(Extracted records)
* START *

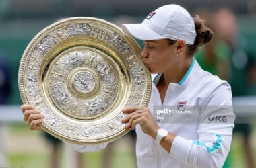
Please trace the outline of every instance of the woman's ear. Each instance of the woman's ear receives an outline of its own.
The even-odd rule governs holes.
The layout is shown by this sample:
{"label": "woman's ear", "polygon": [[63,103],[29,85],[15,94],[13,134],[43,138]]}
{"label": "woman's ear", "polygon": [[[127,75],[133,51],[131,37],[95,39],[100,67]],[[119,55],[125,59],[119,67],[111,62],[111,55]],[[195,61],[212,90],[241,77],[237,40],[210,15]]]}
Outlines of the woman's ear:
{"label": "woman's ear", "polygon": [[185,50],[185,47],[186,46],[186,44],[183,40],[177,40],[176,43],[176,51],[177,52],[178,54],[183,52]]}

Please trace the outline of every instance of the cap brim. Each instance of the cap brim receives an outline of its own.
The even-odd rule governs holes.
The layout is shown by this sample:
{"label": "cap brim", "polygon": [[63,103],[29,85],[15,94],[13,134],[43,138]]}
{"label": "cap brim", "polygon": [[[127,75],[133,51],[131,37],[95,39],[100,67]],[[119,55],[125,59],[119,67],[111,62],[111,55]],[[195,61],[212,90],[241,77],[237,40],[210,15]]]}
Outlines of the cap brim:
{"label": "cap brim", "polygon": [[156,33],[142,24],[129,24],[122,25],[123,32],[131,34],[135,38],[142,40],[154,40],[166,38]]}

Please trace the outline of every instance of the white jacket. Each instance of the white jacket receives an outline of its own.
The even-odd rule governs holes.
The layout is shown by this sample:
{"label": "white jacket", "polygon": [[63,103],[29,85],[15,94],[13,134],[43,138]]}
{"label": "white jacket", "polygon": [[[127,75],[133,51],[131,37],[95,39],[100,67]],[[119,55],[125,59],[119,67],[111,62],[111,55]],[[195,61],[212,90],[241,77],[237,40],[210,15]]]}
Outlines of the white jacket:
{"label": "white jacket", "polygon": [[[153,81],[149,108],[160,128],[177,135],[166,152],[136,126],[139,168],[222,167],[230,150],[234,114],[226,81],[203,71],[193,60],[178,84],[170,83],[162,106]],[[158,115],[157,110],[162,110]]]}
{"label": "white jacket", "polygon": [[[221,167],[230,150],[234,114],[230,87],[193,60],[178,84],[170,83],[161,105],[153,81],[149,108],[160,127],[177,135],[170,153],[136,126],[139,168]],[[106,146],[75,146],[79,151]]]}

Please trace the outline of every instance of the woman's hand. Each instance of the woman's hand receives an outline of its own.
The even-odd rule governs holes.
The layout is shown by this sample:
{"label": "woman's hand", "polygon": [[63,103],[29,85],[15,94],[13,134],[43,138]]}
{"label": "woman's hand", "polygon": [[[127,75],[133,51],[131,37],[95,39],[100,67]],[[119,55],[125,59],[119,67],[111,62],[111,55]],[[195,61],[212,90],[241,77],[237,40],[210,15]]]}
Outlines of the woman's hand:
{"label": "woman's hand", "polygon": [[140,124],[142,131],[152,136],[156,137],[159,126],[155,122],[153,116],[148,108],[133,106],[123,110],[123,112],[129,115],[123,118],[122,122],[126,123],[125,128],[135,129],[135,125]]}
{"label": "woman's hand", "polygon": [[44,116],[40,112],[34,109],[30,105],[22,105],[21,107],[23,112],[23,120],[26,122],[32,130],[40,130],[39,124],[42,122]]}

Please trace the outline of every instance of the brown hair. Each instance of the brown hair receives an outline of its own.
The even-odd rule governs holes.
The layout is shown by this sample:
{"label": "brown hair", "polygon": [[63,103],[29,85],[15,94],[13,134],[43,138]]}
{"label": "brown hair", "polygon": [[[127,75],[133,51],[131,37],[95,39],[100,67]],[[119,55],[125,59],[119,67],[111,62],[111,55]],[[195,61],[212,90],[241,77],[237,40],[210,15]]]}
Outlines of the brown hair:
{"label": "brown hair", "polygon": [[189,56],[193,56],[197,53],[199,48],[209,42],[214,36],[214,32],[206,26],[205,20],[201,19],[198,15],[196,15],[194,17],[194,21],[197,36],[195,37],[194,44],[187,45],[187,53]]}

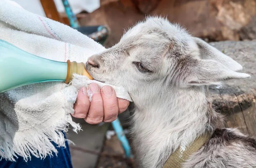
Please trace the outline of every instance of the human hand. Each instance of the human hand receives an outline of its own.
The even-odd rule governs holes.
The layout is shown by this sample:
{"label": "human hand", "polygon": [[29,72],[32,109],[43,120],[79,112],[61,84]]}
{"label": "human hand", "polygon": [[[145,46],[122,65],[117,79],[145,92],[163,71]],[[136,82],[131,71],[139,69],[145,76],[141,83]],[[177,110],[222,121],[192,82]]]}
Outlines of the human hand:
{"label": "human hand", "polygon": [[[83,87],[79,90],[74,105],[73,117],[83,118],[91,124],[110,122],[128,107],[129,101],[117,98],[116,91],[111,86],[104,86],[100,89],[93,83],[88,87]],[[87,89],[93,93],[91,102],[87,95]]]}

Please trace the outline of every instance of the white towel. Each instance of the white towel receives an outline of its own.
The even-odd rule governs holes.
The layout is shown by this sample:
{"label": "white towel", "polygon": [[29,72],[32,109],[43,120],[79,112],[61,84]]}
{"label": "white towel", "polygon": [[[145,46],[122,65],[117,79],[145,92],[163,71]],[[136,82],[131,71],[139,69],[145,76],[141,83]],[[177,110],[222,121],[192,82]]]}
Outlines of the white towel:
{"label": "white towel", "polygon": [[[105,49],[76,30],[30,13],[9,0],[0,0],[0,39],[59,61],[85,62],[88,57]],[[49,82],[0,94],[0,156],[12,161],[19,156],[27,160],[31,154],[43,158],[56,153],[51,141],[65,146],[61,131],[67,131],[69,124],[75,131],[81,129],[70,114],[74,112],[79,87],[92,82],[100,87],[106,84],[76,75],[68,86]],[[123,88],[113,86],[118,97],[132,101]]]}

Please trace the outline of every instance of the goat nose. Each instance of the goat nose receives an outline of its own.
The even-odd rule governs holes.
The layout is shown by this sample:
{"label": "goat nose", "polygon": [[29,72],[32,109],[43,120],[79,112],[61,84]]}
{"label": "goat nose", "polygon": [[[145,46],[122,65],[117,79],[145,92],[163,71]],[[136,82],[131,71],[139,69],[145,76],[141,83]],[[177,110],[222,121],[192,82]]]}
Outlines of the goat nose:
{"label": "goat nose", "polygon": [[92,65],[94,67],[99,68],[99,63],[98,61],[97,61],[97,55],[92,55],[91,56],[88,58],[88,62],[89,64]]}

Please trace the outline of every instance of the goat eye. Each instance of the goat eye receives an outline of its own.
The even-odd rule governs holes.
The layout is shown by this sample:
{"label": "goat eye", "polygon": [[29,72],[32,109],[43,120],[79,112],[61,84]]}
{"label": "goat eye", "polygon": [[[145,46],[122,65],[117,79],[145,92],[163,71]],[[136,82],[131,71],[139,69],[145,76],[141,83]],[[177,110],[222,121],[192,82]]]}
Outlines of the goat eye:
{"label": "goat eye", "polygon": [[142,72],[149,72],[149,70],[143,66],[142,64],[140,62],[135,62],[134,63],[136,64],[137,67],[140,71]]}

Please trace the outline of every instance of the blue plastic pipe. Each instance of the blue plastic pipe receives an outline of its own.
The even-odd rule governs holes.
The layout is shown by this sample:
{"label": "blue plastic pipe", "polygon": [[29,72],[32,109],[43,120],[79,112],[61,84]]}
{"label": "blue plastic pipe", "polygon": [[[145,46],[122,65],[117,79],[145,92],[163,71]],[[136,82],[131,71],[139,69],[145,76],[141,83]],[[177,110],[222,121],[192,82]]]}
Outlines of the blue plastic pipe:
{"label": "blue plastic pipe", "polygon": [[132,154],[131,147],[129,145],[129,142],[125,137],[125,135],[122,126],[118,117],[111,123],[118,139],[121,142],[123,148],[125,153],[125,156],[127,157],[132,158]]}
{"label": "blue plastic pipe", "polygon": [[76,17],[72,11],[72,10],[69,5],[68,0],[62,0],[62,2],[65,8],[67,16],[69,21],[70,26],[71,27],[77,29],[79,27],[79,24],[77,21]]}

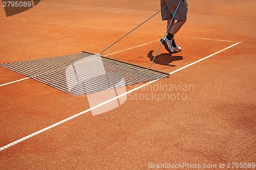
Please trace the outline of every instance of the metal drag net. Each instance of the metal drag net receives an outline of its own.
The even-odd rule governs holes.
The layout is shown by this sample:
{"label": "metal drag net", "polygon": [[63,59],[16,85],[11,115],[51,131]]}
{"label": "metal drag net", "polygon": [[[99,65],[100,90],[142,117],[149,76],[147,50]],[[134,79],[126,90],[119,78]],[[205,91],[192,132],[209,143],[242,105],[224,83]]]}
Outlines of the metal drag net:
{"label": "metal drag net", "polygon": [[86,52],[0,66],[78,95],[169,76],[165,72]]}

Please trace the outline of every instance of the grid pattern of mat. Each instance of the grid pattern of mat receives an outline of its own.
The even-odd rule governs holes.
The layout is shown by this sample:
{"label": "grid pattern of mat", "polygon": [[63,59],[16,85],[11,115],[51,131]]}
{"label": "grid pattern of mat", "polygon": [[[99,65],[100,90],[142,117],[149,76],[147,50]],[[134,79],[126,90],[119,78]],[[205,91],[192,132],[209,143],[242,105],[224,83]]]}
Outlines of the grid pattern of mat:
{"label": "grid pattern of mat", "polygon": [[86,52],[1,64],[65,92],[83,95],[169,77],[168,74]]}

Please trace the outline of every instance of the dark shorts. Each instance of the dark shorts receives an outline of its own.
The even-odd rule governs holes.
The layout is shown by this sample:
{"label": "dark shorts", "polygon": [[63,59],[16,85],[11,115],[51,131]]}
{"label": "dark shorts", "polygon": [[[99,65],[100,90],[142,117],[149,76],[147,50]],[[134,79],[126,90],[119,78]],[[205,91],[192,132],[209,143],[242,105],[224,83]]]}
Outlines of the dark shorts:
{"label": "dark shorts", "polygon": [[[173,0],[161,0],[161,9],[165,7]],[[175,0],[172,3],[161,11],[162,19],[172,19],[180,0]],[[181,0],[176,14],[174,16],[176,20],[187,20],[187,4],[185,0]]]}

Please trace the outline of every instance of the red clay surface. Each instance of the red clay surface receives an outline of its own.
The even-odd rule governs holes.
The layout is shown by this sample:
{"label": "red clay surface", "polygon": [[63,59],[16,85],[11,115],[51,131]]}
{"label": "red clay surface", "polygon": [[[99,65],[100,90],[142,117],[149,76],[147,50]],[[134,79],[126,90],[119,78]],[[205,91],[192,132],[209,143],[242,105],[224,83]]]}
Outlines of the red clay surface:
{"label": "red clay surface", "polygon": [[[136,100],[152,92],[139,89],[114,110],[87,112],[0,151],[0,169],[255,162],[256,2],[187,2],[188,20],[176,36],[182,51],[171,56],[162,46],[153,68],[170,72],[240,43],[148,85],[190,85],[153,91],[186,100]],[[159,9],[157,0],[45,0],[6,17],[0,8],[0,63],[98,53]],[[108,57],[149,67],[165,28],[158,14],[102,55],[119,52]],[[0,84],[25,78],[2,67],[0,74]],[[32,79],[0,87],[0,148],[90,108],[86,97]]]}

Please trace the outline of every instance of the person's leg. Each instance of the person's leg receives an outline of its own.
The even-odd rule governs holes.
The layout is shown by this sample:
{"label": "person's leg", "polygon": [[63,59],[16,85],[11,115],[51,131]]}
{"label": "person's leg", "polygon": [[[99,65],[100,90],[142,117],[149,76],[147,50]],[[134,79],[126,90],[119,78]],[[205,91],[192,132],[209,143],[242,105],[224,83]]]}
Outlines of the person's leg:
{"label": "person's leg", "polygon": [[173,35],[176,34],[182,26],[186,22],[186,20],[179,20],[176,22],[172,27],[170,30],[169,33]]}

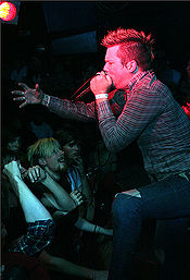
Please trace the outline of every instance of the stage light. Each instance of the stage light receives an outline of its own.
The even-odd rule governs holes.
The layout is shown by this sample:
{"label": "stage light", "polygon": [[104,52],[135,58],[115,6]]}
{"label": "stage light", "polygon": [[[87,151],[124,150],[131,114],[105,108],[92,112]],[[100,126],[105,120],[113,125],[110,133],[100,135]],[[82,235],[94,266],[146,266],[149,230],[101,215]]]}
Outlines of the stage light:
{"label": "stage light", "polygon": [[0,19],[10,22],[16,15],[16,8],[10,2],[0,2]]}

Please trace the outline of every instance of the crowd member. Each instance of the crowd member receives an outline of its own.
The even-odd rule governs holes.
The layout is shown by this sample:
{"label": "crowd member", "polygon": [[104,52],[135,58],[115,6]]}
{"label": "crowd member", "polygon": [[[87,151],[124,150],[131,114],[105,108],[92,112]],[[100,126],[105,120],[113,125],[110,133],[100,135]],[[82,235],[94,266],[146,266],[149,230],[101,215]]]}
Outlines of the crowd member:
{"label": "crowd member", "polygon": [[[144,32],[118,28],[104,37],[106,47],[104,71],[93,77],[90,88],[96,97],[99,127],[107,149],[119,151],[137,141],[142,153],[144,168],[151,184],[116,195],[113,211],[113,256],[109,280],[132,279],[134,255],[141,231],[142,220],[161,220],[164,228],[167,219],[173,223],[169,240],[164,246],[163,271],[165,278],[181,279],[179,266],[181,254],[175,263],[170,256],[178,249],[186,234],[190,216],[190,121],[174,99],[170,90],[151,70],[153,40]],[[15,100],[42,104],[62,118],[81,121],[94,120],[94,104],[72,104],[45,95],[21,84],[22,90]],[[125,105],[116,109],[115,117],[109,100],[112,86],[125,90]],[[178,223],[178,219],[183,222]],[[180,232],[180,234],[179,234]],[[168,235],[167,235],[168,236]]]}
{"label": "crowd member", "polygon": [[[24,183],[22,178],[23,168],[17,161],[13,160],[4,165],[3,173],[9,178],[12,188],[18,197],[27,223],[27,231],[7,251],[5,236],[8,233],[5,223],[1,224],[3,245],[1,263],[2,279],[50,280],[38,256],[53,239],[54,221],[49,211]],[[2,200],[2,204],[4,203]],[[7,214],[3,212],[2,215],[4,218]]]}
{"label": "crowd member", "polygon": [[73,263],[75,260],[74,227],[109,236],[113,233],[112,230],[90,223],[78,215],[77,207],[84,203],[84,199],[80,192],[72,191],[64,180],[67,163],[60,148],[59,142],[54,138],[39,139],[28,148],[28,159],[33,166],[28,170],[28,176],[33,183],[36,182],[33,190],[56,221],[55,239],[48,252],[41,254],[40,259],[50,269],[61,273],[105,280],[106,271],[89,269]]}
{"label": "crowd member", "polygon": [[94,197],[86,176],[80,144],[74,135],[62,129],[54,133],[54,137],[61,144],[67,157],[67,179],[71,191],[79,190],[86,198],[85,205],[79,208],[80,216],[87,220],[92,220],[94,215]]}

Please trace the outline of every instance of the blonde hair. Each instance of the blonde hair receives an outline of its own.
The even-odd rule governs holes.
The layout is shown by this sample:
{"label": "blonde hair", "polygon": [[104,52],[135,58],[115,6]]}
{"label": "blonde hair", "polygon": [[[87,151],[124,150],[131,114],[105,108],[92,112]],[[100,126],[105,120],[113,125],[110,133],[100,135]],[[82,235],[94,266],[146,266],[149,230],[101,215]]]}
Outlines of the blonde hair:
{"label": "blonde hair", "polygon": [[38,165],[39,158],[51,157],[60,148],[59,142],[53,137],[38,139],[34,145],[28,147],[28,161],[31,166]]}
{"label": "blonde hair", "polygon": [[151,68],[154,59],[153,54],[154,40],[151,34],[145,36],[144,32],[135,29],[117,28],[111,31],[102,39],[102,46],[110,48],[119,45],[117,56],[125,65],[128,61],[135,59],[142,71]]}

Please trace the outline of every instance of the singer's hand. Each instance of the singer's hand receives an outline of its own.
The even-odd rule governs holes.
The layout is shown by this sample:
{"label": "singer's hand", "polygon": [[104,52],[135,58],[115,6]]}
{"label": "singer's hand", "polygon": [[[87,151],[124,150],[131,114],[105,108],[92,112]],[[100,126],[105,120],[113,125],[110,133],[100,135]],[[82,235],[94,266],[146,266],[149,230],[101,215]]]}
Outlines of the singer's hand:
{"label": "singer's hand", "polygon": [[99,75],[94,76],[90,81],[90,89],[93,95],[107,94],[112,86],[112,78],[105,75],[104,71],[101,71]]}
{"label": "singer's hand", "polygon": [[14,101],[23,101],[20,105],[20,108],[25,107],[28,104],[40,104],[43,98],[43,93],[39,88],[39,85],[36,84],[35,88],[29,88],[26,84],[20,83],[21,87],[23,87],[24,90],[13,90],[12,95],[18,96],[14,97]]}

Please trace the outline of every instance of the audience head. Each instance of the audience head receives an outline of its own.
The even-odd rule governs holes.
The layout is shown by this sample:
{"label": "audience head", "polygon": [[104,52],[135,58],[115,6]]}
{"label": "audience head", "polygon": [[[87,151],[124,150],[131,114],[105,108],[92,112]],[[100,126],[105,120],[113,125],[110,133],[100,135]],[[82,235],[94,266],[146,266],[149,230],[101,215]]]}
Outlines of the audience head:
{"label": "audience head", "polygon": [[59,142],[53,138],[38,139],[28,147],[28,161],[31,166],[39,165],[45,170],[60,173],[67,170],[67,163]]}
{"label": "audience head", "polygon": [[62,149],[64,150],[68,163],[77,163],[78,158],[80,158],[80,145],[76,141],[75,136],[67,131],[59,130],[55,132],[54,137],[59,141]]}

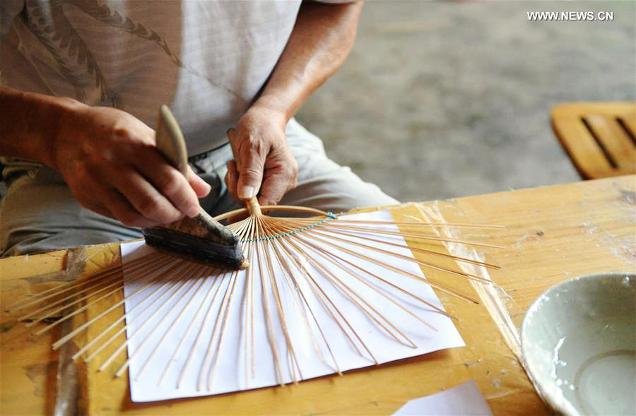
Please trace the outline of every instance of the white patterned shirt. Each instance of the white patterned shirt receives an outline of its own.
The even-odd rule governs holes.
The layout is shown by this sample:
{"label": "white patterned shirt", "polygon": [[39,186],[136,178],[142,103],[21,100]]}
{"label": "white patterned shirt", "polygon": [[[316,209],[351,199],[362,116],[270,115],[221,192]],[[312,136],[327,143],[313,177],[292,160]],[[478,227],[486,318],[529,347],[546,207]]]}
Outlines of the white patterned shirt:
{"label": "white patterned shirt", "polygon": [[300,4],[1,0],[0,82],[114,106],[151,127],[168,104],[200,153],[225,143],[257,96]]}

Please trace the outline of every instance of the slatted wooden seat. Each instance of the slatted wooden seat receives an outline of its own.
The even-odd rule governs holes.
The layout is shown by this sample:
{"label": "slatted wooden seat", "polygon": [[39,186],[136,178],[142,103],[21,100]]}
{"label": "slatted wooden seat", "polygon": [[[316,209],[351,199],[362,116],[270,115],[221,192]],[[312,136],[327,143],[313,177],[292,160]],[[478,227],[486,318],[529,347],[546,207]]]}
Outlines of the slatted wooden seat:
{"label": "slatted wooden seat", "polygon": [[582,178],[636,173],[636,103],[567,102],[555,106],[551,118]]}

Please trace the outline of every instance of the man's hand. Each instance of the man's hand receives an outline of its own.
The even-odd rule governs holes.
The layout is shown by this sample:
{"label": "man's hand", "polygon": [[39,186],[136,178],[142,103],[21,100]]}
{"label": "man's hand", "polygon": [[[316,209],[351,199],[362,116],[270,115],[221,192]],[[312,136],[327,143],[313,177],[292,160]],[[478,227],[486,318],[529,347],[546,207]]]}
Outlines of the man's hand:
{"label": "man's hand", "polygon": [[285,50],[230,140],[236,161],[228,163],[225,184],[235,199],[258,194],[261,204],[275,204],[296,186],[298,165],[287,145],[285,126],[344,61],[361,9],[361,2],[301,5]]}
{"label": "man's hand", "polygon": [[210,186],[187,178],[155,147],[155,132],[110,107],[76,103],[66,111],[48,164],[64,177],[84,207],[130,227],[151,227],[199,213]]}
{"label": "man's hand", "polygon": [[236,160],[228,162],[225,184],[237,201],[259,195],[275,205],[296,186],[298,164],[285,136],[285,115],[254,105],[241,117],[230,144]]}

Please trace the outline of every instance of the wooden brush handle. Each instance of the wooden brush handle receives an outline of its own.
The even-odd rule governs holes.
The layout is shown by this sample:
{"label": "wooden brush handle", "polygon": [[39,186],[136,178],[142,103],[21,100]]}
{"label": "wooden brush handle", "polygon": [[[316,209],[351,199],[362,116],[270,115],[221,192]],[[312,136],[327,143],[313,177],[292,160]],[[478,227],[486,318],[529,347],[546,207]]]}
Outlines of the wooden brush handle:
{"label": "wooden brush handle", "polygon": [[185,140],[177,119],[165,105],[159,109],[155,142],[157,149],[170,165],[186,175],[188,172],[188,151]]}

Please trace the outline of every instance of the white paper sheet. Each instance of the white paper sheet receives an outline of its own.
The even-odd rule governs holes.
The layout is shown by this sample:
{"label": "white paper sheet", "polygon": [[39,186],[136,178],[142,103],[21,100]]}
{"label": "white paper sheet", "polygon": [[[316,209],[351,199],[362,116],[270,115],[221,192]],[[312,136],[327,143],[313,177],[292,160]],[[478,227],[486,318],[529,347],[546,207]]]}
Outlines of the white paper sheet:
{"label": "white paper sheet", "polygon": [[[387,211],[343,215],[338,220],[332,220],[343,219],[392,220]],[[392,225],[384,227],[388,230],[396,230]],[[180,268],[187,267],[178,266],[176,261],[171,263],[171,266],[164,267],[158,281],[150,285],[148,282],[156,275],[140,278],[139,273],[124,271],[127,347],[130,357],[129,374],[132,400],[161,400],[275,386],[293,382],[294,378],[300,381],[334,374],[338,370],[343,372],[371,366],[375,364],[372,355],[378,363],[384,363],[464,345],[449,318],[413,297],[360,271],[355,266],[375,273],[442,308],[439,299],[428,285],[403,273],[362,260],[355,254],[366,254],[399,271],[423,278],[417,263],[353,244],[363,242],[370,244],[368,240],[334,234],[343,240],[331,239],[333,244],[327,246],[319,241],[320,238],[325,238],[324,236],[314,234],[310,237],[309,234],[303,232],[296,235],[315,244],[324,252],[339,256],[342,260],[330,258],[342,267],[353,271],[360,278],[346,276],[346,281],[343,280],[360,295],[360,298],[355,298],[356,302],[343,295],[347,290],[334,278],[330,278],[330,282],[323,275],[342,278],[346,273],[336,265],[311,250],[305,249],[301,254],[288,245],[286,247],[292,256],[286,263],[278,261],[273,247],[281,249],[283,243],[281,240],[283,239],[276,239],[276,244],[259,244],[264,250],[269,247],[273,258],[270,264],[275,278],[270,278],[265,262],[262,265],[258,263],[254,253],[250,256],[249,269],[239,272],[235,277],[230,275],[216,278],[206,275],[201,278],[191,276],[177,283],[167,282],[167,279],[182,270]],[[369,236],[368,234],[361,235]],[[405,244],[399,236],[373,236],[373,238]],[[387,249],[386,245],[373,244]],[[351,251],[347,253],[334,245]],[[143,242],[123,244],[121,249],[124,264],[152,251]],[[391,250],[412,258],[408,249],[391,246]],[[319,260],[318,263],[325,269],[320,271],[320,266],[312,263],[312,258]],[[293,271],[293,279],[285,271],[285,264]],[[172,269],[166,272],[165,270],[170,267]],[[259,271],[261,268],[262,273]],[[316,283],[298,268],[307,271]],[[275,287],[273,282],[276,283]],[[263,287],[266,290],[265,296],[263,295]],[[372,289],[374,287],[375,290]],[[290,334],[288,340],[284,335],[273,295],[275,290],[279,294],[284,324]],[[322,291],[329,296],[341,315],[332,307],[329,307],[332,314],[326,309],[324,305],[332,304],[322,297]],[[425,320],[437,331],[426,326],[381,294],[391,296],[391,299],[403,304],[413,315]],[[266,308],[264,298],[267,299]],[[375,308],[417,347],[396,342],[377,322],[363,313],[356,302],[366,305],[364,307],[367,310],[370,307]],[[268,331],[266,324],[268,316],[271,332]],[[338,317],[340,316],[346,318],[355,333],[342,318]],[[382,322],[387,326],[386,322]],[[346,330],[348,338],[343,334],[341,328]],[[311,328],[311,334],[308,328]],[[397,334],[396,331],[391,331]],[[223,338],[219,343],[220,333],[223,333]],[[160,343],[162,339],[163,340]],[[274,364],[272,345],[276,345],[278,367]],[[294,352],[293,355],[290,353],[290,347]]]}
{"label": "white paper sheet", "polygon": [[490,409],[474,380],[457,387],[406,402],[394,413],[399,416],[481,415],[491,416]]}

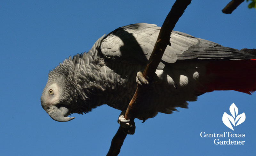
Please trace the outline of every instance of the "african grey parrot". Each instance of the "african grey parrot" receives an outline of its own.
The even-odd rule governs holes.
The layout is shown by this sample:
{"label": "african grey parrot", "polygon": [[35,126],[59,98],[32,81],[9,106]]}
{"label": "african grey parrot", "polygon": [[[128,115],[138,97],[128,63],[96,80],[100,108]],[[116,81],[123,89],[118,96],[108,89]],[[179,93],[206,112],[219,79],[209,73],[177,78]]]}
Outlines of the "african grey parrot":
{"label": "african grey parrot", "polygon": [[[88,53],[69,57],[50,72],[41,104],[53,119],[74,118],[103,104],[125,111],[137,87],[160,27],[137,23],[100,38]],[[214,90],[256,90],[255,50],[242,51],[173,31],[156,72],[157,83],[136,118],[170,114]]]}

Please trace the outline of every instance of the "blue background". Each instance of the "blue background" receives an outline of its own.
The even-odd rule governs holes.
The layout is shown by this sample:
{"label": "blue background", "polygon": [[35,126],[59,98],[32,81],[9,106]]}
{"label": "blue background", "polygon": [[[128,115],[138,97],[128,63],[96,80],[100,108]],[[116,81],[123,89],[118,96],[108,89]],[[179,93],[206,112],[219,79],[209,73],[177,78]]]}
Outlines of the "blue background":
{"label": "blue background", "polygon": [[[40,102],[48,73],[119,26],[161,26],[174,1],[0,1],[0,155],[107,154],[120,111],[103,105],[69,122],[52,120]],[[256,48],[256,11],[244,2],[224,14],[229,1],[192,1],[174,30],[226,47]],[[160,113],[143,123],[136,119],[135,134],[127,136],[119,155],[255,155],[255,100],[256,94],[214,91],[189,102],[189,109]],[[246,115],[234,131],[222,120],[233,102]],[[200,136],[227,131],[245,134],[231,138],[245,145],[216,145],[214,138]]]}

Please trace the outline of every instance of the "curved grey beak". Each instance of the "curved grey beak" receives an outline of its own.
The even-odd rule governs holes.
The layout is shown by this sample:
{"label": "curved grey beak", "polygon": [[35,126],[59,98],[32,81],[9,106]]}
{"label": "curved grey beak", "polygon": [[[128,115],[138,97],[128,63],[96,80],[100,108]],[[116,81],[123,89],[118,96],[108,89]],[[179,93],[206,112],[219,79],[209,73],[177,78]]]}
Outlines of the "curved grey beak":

* END *

What is being asked.
Change "crowd member" to "audience member" throughout the stretch from the line containing "Please trace the outline of every instance of the crowd" through the line containing "Outlines of the crowd", and give only those lines back with everything else left as it is.

Answer to the task.
Please trace the outline of every instance of the audience member. Each instance of the audience member receives an outline of its own.
The even-odd rule governs holes.
The layout is shown by this sample:
{"label": "audience member", "polygon": [[104,52],[135,58],[115,6]]}
{"label": "audience member", "polygon": [[[87,151],[124,150],[131,114],[105,108],[92,112]],[[100,126],[105,120],[113,125],[110,133],[100,135]],[[82,235],[94,266],[146,266],[149,230],[101,215]]]}
Outlines of the audience member:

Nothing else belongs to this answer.